_Quoted passage:_
-- Begin --

VacationForever said:


> You have based your assumption on the hotel reporting your review to the group leader.  It appears to me that it is quite likely the group leader or someone in the group read the review and reported to the group leader instead of the hotel reporting to the group leader.  You mentioned that you had spoken to 4 people about it.  I do not know if you had spoken to any of the attendees about the issues.  It would not surprise me that it was someone in the group or the group leader who was aware of the issues that you were facing and put 2 and 2 together and identified you as the one who posted the TA review.



I had spoken to 4 hotel employees. I actually never spoke to anyone at the conference about my problems. Frankly, after I got some food and rest and I wrote the TA review, I was done with it.


----------



## TravelTime (Feb 25, 2019)

DeniseM said:


> TravelTime - It was hard for us to provide a meaningful response, when we didn't have all the facts.  The statement you posted and later redacted about "ruin someone's career," was misleading.
> 
> Connecting the dots, it appears that you were at a conference at a hotel, which you paid for yourself.
> 
> ...



Yes Denise your description is accurate.


----------



## TravelTime (Feb 25, 2019)

By the way, this is an aside...I learned at the travel conference that many people spend 6 figures in 1 vacation. I heard stories of 6 figure vacations for a group of 4. This makes Marriott Vacation Club seem cheap!


----------



## Panina (Feb 25, 2019)

-- End --

_Goal 1:_ Count the lines in the records that contain the string "plank", and give only that number.
The records that follow are unrelated to the forum thread above.

_Excerpted records:_
-- Begin --

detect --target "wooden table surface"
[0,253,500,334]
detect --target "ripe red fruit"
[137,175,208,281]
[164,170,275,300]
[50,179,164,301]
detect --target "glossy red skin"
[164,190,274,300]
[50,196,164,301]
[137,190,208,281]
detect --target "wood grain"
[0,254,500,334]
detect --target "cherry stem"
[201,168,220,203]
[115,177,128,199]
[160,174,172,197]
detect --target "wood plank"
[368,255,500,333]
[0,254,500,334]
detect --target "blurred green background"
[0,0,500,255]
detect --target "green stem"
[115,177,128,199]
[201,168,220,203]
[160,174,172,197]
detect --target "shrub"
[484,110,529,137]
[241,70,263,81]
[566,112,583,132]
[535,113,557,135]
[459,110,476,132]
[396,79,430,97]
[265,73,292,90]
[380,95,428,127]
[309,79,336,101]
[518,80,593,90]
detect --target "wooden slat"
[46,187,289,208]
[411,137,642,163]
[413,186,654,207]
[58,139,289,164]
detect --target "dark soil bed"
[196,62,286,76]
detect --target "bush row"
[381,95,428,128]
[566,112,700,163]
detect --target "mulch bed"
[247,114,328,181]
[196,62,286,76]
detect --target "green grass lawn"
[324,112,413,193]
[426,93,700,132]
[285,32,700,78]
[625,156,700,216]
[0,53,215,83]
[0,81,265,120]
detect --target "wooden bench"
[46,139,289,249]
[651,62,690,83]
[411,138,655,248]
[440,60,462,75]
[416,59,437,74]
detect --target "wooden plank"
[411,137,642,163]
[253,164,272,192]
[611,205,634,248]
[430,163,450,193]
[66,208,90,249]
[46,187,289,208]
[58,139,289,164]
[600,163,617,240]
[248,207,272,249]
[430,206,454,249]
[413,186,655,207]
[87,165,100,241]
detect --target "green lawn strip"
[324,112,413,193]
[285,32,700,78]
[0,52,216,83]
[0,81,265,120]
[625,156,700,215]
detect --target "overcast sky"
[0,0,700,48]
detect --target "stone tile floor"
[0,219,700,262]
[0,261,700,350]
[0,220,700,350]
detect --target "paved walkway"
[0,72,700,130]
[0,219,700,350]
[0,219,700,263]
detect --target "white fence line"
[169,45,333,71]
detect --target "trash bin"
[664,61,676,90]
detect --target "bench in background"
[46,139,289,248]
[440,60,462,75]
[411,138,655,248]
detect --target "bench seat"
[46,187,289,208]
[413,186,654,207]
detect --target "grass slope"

-- End --

_Goal 2:_ From the forum thread above, output the stretch from "Yes Denise your" through "Club seem cheap!" word for word.

_Final result 1:_ 2

_Final result 2:_
Yes Denise your description is accurate.


----------



## TravelTime (Feb 25, 2019)

By the way, this is an aside...I learned at the travel conference that many people spend 6 figures in 1 vacation. I heard stories of 6 figure vacations for a group of 4. This makes Marriott Vacation Club seem cheap!